This car is a handful and my sister took no care of it. Right now this car is giving me some really bad problems. About 3 months ago we got this car back from my sister and i did the necessary maintenance that she did not do. Plugs, Wires, Checked the firing order (which was wrong), Changed the oil, Changed the air filter and Topped off any fluids.

Now this car can be very hard to start, i have to pump the gas a few times to get it going and then when it finally starts it idles and shakes. Also, if i don't hold the gas down when it starts and pump it a few times after it cant maintain an idle. After this though, the car runs fine (though still shakes at a stop and idles under 1 RPM). A few times now after traveling about 20-25 miles or so the car is a real bitch to start, even after following my usually method of start up it still wont start. When this happens i spend a half hour in desperation trying to get it to start. It does seem to have more problems under a 1/4 of a tank of gas or right at it but still even with a full tank it acts up.

Because of this we thought maybe theres a clog in the fuel line or filter and since i know my sister didnt replace it, we bought a new one (and the old one was very clogged). Still even after this, with a slight pick up in performance we still had problems. So after the new filter, we put some additive in the gas to see if it would help clean up any problems. And yet again, it still acts like garbage with only a slight pick up in performance.

The code from the machine says:
P0455 Evaporative Emissions (Gross leak/No flow).

Any help here? Im losing my mind and i dont know what to check next :banghead:
Thanks in advance and sorry for the long post!

tempfixit
02-28-2013, 08:07 PM
1998 Taurus (mfg date is 12/97) 3.0 V6

This car is a handful and my sister took no care of it. Right now this car is giving me some really bad problems. About 3 months ago we got this car back from my sister and i did the necessary maintenance that she did not do. Plugs, Wires, Checked the firing order (which was wrong), Changed the oil, Changed the air filter and Topped off any fluids.

## Short exercise A
Print the car trouble post from "Because of this" to "up in performance.".
## Short exercise B
Proceed with the forum post about the Taurus's starting trouble, picking up right after its last sentence.
The items after this text come from a separate source.

## Information supplied
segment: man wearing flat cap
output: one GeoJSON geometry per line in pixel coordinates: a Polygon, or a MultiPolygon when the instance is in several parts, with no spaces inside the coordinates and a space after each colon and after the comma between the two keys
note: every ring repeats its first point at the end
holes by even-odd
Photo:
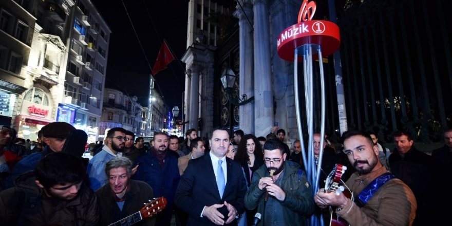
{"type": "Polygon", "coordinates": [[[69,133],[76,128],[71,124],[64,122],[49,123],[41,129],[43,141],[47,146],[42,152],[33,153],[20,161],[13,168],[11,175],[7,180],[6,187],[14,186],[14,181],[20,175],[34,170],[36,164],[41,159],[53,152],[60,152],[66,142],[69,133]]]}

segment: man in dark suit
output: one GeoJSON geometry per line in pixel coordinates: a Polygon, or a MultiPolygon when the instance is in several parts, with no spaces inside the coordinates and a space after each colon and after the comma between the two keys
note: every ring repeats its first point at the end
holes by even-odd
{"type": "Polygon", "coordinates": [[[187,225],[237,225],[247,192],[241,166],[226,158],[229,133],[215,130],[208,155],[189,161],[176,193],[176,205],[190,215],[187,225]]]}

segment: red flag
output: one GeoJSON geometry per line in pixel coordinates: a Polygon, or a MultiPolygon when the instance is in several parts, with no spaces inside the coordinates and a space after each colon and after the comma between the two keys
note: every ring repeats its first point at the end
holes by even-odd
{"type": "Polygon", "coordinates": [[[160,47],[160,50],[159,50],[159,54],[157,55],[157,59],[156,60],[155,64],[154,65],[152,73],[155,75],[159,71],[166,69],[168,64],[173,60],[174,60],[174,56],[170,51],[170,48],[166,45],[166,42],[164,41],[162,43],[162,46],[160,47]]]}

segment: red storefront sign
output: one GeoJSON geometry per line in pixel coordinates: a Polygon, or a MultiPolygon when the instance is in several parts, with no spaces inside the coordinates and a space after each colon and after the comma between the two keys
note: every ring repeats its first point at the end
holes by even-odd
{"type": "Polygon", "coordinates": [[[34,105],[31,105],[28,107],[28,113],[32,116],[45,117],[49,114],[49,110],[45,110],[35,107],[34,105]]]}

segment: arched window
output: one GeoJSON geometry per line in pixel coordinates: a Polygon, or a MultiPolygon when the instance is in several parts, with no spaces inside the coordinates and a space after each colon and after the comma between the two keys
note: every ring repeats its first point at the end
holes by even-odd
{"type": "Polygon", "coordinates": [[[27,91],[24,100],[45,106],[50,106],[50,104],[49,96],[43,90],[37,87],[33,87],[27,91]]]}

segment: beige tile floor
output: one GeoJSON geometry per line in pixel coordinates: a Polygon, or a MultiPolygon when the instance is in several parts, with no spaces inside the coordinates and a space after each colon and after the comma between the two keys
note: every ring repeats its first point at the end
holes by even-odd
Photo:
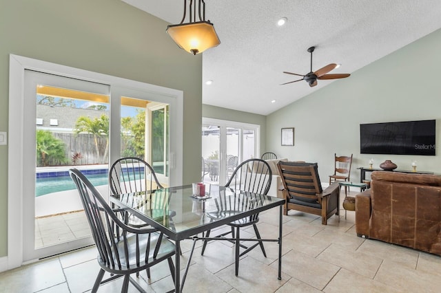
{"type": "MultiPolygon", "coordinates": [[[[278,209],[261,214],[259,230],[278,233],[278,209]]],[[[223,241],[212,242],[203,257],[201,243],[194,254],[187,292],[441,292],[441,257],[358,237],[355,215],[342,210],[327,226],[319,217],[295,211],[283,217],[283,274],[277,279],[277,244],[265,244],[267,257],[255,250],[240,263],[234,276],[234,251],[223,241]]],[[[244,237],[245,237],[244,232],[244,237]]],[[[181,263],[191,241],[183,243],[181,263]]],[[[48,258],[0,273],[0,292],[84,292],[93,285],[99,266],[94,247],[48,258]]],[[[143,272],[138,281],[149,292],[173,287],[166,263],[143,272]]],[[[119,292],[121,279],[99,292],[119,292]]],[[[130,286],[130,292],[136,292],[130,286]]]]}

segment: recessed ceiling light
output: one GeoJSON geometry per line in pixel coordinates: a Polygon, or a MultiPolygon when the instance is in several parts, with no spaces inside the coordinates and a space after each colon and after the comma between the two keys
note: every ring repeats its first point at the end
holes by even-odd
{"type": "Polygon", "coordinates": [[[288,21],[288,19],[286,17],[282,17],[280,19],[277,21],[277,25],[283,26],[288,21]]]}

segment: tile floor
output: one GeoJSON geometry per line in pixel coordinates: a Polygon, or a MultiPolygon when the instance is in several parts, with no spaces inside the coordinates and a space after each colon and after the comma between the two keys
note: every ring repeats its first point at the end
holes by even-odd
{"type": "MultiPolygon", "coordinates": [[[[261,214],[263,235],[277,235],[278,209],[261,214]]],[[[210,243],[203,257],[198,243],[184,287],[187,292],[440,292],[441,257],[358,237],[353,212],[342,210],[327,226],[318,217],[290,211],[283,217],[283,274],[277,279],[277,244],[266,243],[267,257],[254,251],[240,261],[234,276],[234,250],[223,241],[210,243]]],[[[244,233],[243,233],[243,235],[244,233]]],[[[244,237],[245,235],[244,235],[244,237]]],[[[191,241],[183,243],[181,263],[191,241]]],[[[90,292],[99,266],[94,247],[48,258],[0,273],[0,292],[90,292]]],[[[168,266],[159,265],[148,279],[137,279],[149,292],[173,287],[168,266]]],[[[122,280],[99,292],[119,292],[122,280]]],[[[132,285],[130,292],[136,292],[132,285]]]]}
...
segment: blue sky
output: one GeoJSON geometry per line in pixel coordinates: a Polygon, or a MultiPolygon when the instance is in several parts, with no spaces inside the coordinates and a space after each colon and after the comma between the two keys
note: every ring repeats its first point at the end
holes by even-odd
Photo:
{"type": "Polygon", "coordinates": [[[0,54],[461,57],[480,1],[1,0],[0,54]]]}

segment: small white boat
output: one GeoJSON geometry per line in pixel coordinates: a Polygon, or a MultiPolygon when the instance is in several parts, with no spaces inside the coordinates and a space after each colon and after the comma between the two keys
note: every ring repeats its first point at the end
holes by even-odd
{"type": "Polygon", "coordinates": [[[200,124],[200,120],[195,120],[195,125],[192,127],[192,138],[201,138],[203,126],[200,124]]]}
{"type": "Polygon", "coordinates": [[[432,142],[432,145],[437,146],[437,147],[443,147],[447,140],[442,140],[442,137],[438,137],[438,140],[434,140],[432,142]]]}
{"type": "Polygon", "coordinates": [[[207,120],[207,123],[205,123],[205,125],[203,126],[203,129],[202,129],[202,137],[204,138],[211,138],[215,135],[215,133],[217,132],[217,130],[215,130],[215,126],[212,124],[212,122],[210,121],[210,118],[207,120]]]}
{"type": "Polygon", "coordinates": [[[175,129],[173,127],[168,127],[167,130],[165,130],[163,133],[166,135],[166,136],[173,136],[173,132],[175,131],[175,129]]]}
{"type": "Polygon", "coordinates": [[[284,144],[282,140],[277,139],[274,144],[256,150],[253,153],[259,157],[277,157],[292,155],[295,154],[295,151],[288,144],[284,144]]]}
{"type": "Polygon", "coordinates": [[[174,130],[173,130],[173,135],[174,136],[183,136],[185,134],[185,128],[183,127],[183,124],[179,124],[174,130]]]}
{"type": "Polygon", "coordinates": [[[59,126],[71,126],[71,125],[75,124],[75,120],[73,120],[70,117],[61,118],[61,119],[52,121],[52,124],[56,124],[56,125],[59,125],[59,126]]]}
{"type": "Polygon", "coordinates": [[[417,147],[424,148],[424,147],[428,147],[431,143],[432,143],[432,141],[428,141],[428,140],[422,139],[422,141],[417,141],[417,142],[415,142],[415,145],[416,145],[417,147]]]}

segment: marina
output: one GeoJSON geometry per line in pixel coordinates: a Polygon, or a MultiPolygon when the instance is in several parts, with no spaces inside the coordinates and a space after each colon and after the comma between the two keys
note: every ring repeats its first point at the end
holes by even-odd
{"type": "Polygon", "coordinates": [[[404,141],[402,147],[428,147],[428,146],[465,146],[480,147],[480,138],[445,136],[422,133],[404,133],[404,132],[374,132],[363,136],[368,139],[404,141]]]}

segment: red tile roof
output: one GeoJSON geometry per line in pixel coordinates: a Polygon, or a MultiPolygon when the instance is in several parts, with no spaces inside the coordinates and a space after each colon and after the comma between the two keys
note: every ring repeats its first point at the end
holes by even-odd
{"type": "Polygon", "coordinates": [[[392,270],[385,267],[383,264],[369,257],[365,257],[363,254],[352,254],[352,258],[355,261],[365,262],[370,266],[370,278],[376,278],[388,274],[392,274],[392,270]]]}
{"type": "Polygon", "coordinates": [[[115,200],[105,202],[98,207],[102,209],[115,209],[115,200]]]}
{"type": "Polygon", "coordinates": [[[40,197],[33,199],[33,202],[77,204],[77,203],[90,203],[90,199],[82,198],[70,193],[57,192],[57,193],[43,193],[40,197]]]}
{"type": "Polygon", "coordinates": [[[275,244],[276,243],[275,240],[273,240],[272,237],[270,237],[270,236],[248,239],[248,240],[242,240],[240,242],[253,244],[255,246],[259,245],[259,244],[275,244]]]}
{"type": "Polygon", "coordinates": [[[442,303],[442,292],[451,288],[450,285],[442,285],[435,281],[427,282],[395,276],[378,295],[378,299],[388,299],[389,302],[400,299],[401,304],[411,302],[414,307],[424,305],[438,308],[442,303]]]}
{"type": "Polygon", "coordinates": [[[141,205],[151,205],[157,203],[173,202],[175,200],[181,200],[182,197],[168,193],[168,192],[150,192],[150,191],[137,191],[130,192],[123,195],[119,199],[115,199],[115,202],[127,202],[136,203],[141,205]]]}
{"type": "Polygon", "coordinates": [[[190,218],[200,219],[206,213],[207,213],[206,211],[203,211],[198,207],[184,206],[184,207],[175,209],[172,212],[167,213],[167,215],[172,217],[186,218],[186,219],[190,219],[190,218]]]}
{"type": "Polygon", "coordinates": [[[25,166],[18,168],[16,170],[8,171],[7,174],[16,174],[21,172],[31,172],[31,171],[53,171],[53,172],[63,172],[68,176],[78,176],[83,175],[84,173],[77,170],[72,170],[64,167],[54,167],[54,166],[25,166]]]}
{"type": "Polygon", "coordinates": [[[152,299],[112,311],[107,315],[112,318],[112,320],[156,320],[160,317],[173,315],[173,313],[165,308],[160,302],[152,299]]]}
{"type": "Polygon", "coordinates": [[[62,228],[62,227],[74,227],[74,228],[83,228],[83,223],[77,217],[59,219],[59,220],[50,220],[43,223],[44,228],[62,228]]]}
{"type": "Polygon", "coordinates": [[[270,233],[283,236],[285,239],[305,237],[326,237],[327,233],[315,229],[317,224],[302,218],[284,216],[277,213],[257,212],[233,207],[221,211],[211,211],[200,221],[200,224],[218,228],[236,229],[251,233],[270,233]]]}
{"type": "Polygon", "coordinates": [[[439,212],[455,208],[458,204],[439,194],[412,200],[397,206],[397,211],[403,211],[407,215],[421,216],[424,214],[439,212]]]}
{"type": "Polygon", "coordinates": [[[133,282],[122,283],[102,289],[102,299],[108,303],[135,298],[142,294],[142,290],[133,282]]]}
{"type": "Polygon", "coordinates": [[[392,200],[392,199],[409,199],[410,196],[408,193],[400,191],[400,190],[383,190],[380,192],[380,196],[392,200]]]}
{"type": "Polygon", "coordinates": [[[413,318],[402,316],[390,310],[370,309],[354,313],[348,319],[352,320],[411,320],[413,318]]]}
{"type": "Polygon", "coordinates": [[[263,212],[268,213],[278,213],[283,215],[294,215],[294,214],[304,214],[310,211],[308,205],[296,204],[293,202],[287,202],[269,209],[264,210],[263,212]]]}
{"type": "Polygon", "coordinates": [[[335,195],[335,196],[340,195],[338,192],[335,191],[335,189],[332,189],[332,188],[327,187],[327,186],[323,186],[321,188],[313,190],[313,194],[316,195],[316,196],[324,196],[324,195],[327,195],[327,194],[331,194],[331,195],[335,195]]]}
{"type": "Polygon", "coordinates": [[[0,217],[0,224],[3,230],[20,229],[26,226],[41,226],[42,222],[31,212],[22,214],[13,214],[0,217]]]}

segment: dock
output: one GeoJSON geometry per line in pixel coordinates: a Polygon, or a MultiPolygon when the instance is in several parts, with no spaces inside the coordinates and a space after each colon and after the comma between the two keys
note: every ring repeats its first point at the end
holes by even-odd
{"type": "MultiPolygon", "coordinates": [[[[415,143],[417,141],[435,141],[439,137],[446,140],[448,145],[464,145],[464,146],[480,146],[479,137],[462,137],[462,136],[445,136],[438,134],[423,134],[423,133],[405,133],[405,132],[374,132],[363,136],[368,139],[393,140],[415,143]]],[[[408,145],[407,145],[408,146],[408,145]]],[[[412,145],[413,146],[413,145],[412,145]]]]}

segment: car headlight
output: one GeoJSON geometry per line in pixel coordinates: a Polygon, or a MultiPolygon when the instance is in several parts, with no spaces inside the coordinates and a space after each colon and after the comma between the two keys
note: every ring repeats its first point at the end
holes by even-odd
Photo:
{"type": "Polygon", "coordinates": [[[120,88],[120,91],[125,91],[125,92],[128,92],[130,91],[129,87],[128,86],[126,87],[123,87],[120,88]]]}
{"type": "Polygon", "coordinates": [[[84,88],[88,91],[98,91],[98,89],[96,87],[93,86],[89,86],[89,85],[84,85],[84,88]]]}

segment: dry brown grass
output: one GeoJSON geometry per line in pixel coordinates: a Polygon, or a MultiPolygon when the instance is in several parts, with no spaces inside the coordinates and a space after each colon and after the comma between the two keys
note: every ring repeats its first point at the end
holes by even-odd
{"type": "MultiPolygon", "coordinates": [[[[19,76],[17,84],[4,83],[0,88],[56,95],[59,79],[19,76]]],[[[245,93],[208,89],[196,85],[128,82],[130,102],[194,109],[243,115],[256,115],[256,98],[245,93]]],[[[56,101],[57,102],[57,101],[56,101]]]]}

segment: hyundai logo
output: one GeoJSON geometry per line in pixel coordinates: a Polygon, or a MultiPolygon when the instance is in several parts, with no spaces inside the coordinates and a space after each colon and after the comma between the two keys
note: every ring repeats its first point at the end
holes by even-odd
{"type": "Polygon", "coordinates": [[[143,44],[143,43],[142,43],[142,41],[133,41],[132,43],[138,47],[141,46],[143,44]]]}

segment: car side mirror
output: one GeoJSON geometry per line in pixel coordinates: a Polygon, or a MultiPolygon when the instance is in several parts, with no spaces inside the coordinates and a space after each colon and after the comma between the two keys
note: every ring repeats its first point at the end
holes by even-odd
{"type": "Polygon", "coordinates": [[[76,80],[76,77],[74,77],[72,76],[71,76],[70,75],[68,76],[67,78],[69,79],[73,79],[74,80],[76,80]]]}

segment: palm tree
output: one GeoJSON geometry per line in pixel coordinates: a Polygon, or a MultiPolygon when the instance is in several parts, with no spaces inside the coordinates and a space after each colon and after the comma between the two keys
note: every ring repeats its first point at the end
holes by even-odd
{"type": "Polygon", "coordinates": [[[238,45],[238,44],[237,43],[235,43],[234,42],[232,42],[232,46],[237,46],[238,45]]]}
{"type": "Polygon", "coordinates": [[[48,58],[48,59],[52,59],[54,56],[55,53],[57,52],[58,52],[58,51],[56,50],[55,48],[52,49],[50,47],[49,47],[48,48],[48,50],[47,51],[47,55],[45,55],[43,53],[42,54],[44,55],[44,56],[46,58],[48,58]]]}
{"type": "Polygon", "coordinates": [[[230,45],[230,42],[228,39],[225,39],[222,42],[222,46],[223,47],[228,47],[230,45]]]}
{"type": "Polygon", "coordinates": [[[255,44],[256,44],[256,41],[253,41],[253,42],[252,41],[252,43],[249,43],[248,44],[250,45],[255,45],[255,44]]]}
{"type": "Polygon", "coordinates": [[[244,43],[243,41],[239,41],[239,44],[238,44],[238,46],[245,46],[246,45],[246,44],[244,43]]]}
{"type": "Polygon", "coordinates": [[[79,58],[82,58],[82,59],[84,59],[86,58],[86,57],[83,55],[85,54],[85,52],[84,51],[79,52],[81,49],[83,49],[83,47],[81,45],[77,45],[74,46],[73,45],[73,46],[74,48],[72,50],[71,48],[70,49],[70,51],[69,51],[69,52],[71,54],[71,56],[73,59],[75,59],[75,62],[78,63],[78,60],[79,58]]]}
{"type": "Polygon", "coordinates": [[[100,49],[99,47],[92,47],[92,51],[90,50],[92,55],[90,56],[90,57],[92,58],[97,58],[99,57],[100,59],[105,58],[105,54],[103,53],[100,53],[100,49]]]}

## Response A
Because of this we thought maybe theres a clog in the fuel line or filter and since i know my sister didnt replace it, we bought a new one (and the old one was very clogged). Still even after this, with a slight pick up in performance we still had problems. So after the new filter, we put some additive in the gas to see if it would help clean up any problems. And yet again, it still acts like garbage with only a slight pick up in performance.

## Response B
Now this car can be very hard to start, i have to pump the gas a few times to get it going and then when it finally starts it idles and shakes. Also, if i don't hold the gas down when it starts and pump it a few times after it cant maintain an idle. After this though, the car runs fine (though still shakes at a stop and idles under 1 RPM). A few times now after traveling about 20-25 miles or so the car is a real bitch to start, even after following my usually method of start up it still wont start. When this happens i spend a half hour in desperation trying to get it to start. It does seem to have more problems under a 1/4 of a tank of gas or right at it but still even with a full tank it acts up.

Because of this we thought maybe theres a clog in the fuel line or filter and since i know my sister didnt replace it, we bought a new one (and the old one was very clogged). Still even after this, with a slight pick up in performance we still had problems. So after the new filter, we put some additive in the gas to see if it would help clean up any problems. And yet again, it still acts like garbage with only a slight pick up in performance.

The code from the machine says:
P0455 Evaporative Emissions (Gross leak/No flow).

Any help here? Im losing my mind and i dont know what to check next :banghead:
Thanks in advance and sorry for the long post!


Which engine? Vulcan or Duratec? What is the 8th digit oif the Vin #?

Have you tried turning the key on for about 5 seconds without starting engine (repeating this procedure 3 times with a short waiting period after turning key off) This will pressurize the fuel line to the injectors, There is a valve tat could be releasing the pressure when pump is not in use or the fuel pump could be going south.

Mileage of vehicle?

Check the fuel pressure with a fuel pressure gauge. Your local autozone or Oriely's should have a tester in thier RENT A TOOL Program. Pay a deposit and get it back when tool is returned, or purchase one at parts store or Harbor Frieght.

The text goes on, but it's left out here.